Data provided –
##############################

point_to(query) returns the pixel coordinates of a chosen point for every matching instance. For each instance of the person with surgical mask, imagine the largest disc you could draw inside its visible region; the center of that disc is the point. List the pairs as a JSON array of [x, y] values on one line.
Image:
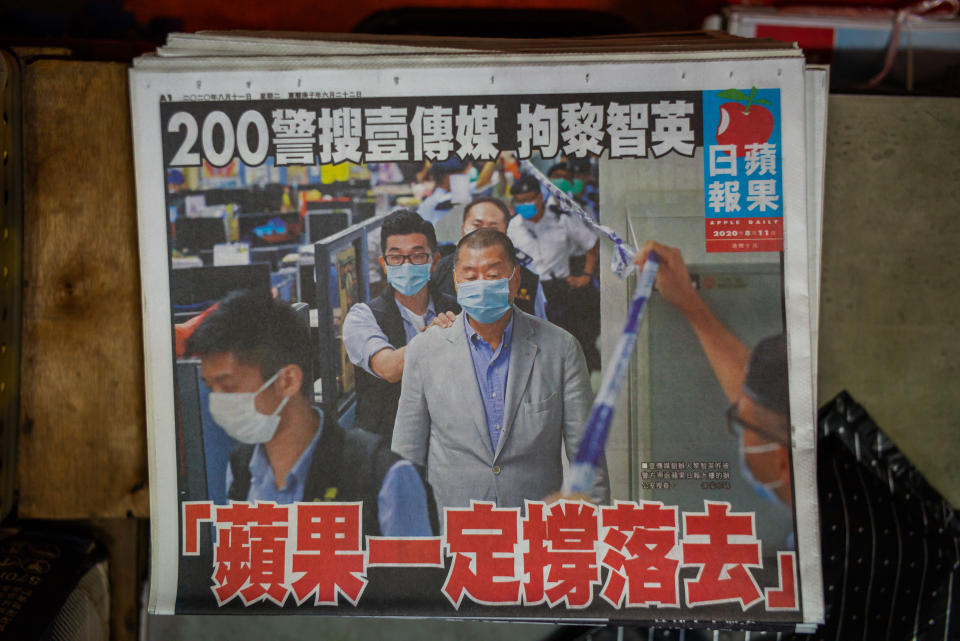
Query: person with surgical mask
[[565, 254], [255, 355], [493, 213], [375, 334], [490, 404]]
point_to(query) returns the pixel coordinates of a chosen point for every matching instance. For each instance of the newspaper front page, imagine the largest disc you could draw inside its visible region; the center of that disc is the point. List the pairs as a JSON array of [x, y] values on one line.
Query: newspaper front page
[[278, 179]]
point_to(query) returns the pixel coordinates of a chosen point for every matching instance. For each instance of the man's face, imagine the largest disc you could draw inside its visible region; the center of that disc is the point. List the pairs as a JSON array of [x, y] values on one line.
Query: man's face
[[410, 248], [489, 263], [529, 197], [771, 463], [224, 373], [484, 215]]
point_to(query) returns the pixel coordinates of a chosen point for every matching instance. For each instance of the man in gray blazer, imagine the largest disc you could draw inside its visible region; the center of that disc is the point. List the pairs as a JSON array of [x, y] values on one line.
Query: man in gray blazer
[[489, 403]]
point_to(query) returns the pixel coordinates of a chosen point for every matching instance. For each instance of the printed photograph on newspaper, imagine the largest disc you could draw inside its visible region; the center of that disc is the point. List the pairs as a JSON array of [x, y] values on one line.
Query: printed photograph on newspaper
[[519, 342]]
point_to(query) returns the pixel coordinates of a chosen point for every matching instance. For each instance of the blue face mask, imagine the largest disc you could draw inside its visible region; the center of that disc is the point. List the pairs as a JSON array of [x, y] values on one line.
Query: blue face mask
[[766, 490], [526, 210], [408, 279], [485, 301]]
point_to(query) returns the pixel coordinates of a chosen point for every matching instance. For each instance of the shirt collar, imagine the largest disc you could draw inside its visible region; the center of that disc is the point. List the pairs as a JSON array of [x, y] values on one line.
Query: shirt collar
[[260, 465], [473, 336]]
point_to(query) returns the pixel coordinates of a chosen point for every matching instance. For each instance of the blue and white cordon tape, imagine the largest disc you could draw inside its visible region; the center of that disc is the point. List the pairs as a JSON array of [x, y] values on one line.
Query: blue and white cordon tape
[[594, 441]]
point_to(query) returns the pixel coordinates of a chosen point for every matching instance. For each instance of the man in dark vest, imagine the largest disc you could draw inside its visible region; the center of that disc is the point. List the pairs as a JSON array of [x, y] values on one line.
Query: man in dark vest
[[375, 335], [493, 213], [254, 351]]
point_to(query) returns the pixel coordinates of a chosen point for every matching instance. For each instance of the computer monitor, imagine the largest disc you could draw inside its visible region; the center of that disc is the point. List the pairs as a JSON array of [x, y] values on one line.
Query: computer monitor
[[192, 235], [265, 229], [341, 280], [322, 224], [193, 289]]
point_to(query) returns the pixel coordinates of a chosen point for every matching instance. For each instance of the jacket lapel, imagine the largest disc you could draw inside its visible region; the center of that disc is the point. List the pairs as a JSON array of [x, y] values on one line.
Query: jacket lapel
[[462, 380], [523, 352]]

##############################

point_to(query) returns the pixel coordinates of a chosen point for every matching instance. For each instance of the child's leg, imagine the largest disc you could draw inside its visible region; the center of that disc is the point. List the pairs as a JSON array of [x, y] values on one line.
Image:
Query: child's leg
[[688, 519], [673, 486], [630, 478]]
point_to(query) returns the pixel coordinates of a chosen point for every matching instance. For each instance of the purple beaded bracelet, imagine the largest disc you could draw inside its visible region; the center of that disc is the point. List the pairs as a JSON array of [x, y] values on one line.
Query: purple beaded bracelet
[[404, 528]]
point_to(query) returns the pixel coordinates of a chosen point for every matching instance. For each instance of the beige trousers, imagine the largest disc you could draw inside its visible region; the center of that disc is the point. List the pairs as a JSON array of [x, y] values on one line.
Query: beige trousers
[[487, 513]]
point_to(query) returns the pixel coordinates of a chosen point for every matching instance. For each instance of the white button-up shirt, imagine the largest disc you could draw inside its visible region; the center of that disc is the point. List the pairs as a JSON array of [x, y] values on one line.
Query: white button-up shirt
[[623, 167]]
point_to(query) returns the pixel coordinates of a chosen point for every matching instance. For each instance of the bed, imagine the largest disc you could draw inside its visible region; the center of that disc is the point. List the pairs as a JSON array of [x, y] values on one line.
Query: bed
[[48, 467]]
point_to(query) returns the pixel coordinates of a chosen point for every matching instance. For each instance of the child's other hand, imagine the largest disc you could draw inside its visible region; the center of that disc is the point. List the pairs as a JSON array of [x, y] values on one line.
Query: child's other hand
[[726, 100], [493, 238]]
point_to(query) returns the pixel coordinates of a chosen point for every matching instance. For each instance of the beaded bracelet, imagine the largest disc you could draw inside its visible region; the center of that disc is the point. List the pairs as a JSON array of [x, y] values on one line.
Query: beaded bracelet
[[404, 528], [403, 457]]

##############################

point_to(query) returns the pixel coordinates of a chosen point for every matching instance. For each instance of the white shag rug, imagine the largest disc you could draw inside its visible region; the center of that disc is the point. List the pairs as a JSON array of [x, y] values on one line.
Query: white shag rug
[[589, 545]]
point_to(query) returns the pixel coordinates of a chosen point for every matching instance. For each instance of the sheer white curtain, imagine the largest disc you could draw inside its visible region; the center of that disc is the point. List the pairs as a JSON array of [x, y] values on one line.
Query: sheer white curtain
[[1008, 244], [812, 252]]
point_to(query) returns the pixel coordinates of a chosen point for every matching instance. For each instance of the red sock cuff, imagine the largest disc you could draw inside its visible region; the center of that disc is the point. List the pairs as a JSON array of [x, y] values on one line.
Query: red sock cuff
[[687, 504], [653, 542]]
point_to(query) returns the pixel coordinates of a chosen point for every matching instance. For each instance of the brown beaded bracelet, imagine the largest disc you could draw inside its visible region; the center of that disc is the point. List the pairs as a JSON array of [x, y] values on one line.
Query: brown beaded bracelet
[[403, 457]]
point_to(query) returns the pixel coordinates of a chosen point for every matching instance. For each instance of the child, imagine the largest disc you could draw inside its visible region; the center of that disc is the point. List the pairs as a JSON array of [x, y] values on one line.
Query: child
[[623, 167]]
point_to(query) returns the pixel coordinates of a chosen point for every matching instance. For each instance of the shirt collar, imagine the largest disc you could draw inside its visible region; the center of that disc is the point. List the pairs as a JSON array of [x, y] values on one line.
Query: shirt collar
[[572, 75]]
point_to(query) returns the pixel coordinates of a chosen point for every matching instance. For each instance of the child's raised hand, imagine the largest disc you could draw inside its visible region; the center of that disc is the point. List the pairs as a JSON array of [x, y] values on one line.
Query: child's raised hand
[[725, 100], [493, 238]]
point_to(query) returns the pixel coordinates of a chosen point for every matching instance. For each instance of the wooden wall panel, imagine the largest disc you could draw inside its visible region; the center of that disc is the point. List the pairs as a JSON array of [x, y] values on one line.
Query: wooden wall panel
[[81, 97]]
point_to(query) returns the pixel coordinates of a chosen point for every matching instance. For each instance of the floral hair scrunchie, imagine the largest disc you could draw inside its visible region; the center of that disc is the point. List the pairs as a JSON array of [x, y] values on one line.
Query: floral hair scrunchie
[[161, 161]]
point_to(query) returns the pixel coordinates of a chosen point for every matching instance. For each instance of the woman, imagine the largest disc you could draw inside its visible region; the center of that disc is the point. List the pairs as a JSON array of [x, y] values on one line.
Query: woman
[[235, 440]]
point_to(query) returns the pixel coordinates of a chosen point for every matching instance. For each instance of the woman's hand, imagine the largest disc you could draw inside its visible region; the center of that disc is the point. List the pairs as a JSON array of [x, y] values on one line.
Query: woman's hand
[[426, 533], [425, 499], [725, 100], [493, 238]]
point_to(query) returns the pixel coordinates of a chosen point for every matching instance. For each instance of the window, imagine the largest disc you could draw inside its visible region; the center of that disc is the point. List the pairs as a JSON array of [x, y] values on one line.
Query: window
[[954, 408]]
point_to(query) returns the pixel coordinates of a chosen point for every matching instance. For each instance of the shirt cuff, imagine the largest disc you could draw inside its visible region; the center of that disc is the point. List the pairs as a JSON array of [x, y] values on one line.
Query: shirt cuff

##############################

Exercise –
Can you render the records between the lines holding "of the floral" and "[[235, 440]]", inclusive, as a two-column CSV with the columns text and answer? Give one row per record, with each field quoted and its line breaks turned into spaces.

Answer for the task –
text,answer
"point_to(query) returns the pixel coordinates of a chosen point for every matching instance. For each instance of the floral hair scrunchie, imagine the largest disc you could draw inside its visible region; the center of that disc is the point. List the pairs as a JSON array of [x, y] values on one line. Query: floral hair scrunchie","[[161, 161]]"
"point_to(query) returns the pixel coordinates of a chosen point for every matching instance. For each instance of the woman, imagine the largest disc you could draw inside its visible region; the center of that disc is the point. List the pairs as a JSON array of [x, y] values on one line. Query: woman","[[235, 440]]"